Object pointing dataset rows:
------------------------------------------------------------------------
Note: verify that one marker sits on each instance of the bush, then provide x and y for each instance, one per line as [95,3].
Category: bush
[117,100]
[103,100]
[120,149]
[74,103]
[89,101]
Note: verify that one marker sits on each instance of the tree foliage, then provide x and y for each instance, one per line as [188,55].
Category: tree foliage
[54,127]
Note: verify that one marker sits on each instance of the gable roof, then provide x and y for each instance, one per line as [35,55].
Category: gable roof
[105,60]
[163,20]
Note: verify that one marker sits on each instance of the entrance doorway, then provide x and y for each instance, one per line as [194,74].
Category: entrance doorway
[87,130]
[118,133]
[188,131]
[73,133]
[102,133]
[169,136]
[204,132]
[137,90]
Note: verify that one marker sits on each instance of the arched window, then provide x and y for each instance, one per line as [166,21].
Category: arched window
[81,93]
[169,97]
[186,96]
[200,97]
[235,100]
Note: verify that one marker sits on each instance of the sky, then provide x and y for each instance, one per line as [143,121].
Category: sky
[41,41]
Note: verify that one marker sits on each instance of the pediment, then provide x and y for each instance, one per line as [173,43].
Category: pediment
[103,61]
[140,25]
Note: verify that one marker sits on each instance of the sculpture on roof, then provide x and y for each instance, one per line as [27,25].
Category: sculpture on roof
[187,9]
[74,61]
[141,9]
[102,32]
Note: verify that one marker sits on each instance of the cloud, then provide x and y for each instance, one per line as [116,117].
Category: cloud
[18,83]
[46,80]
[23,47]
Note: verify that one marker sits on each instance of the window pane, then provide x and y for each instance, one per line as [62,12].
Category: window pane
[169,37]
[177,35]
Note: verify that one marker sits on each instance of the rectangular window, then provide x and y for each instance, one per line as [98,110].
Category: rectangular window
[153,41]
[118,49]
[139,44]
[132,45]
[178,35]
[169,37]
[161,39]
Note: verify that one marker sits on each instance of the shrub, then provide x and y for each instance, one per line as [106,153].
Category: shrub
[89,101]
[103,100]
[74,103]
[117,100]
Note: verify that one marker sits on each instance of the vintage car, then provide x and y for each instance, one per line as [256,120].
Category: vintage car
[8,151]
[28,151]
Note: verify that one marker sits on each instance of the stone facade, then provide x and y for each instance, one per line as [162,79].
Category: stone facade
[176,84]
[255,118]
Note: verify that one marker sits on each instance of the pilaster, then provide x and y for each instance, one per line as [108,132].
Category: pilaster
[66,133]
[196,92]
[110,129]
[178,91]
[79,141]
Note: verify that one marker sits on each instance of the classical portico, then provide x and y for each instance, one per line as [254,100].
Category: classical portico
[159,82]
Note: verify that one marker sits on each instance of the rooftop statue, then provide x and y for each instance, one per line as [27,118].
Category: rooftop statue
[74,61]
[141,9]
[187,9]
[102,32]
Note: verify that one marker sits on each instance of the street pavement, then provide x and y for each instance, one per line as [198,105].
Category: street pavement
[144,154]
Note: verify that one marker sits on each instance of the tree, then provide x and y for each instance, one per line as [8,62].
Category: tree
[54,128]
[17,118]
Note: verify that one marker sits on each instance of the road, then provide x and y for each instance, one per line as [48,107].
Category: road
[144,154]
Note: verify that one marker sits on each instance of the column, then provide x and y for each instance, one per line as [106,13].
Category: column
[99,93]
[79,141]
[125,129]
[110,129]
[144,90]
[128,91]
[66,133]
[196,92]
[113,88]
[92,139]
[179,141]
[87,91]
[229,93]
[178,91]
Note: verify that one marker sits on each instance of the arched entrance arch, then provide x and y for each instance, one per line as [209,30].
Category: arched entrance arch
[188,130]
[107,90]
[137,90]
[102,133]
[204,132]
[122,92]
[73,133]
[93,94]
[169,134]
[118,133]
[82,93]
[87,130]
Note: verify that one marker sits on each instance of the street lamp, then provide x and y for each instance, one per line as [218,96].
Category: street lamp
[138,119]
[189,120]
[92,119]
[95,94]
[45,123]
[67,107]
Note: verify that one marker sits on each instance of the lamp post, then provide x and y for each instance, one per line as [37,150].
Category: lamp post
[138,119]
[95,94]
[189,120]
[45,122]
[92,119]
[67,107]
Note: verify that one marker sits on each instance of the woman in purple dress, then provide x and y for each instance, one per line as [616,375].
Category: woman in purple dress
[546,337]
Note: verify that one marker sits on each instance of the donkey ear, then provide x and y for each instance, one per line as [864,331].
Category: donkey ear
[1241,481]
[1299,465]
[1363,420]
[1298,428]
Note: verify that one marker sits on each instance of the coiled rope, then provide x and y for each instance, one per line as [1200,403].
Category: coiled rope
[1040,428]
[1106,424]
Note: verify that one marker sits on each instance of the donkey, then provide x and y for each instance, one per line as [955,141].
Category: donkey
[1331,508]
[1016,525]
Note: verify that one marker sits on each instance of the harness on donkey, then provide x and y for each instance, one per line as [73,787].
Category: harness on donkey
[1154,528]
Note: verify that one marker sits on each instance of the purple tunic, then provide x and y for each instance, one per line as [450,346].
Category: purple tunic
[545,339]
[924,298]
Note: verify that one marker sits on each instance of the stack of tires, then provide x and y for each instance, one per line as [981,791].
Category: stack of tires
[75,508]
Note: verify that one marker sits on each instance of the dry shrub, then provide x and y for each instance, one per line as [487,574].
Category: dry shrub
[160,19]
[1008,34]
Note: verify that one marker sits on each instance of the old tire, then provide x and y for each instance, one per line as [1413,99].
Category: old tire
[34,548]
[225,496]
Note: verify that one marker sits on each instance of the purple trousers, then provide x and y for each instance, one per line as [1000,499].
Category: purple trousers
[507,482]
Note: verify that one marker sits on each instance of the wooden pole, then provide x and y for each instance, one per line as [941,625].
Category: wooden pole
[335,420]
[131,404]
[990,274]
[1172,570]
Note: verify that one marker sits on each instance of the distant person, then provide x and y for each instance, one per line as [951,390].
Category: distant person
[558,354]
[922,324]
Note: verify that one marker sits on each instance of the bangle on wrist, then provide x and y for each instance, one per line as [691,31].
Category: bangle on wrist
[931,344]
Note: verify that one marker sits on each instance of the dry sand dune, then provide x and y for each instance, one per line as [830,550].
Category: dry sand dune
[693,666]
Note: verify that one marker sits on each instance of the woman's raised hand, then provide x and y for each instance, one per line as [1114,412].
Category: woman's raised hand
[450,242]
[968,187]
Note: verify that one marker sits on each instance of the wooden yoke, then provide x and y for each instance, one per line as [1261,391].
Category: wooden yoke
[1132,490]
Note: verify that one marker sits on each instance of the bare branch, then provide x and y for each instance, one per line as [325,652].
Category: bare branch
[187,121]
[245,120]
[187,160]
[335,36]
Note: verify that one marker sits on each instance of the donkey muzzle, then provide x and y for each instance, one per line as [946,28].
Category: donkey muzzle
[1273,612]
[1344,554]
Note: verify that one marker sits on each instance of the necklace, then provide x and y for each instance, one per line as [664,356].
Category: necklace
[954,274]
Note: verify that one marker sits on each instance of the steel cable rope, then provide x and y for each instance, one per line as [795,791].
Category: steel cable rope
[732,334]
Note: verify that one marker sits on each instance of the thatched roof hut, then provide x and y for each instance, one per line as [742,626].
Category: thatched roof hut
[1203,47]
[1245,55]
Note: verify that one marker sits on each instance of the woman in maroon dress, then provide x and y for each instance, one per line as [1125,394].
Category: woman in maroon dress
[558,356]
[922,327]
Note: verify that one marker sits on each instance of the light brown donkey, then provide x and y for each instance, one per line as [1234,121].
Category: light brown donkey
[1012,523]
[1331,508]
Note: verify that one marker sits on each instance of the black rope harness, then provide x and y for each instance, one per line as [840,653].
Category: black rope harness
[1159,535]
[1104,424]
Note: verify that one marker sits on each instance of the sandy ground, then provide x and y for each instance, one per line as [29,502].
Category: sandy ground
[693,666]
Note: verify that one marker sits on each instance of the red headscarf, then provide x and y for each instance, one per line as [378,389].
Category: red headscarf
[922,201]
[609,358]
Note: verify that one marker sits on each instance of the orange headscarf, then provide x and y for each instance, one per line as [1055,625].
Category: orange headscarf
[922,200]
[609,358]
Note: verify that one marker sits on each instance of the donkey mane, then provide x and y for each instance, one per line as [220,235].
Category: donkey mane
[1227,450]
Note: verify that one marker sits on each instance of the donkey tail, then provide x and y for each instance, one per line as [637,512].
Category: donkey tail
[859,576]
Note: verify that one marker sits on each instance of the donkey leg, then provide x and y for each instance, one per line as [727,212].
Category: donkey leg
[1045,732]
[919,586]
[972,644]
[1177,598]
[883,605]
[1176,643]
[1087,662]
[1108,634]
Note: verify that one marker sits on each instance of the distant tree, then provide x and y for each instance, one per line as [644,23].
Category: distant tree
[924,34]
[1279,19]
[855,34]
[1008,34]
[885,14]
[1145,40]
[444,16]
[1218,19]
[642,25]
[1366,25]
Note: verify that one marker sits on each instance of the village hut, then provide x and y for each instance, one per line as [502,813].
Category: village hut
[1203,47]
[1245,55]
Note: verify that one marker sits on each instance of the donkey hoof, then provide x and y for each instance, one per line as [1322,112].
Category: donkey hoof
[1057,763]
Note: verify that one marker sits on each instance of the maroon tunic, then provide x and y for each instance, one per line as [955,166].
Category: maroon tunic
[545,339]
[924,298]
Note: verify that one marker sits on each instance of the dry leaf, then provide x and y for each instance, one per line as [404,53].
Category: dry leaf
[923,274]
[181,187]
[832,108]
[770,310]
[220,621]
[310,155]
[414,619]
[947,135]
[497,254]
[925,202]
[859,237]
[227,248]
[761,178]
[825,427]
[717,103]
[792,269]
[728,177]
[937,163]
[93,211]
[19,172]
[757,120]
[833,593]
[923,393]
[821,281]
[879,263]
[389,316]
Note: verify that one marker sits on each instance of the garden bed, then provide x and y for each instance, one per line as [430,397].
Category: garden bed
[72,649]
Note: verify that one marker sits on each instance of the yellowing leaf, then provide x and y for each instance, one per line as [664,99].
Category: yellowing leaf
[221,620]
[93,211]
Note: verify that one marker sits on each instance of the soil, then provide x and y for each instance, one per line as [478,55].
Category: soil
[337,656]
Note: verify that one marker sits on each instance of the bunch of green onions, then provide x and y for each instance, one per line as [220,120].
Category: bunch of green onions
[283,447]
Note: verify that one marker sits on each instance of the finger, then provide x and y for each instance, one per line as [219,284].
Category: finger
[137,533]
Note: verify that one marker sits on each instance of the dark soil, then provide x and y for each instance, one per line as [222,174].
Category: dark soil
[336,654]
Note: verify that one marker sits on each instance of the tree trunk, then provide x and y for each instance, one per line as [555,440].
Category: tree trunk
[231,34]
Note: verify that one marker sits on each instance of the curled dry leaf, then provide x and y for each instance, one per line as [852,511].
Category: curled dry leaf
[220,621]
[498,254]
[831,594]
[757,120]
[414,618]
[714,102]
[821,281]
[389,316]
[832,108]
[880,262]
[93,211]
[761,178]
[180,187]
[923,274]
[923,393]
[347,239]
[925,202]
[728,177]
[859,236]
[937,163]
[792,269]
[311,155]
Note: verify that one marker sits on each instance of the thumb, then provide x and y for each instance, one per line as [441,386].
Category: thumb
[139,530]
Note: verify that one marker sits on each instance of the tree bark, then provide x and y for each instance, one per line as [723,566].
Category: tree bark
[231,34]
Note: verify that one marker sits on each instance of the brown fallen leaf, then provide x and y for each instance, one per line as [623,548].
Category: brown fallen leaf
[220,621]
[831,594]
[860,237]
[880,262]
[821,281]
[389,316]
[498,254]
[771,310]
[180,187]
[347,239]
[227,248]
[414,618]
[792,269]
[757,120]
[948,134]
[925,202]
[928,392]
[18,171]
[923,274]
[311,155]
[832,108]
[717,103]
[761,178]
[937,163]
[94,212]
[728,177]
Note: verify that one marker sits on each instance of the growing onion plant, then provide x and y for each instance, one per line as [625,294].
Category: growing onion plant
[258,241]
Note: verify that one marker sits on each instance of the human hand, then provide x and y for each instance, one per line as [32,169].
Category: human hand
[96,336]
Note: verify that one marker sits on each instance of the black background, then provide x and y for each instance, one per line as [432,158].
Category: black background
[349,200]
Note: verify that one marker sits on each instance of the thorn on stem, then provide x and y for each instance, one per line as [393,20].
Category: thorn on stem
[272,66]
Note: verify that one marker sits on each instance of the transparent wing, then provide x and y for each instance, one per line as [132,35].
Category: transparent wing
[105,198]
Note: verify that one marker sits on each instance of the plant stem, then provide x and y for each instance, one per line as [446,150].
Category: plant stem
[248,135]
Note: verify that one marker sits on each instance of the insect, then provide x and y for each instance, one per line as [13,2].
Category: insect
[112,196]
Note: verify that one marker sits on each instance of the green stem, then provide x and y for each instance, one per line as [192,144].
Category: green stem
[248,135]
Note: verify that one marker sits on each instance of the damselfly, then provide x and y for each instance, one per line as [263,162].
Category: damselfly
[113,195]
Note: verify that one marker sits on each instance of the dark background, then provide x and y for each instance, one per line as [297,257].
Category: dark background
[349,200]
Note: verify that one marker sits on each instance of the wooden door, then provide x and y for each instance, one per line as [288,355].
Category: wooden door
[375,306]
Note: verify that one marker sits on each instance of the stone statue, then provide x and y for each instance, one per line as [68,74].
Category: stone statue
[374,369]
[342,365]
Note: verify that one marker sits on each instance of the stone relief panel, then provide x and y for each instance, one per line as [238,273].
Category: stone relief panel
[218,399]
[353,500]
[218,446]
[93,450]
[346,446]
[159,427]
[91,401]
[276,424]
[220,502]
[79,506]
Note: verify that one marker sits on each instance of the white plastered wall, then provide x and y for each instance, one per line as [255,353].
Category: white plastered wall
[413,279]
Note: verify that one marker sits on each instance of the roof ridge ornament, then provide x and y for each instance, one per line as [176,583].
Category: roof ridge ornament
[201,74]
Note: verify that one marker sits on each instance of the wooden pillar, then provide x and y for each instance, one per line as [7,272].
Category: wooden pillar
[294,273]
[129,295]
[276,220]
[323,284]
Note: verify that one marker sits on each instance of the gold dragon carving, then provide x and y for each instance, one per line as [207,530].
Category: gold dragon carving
------------------------------------------------------------------------
## SET PROBLEM
The required output is the exact sequence of lines from the one containing "line as [238,273]." through the end of the listing, both endpoints included.

## SOLUTION TO THIS PROBLEM
Note: verify that one marker sits on each instance of the stone relief panel, then provide x and y for each instance, one per line as [238,273].
Category: stone relief panel
[218,399]
[353,500]
[218,446]
[93,450]
[346,446]
[159,427]
[91,401]
[276,424]
[220,502]
[79,506]
Note: verify that one marker sits on each instance of the white plastered wall, then provide x and y for each instance, one per line as [255,353].
Category: white plastered wall
[413,279]
Note: verify that one marker sits on each instance of the roof ridge ornament, then provide x and y for each instance, one per line as [176,583].
Category: roof ridge ornament
[201,74]
Note: verify that one marker sits on each instance of the wooden pillar, then provide x and y for each instance, one per line as [7,272].
Category: wooden pillar
[294,273]
[129,295]
[276,220]
[323,284]
Note: verify that one marker sits on each instance of the gold dragon carving, then provide x and y for each instance, one per line as [207,530].
Category: gold dragon carving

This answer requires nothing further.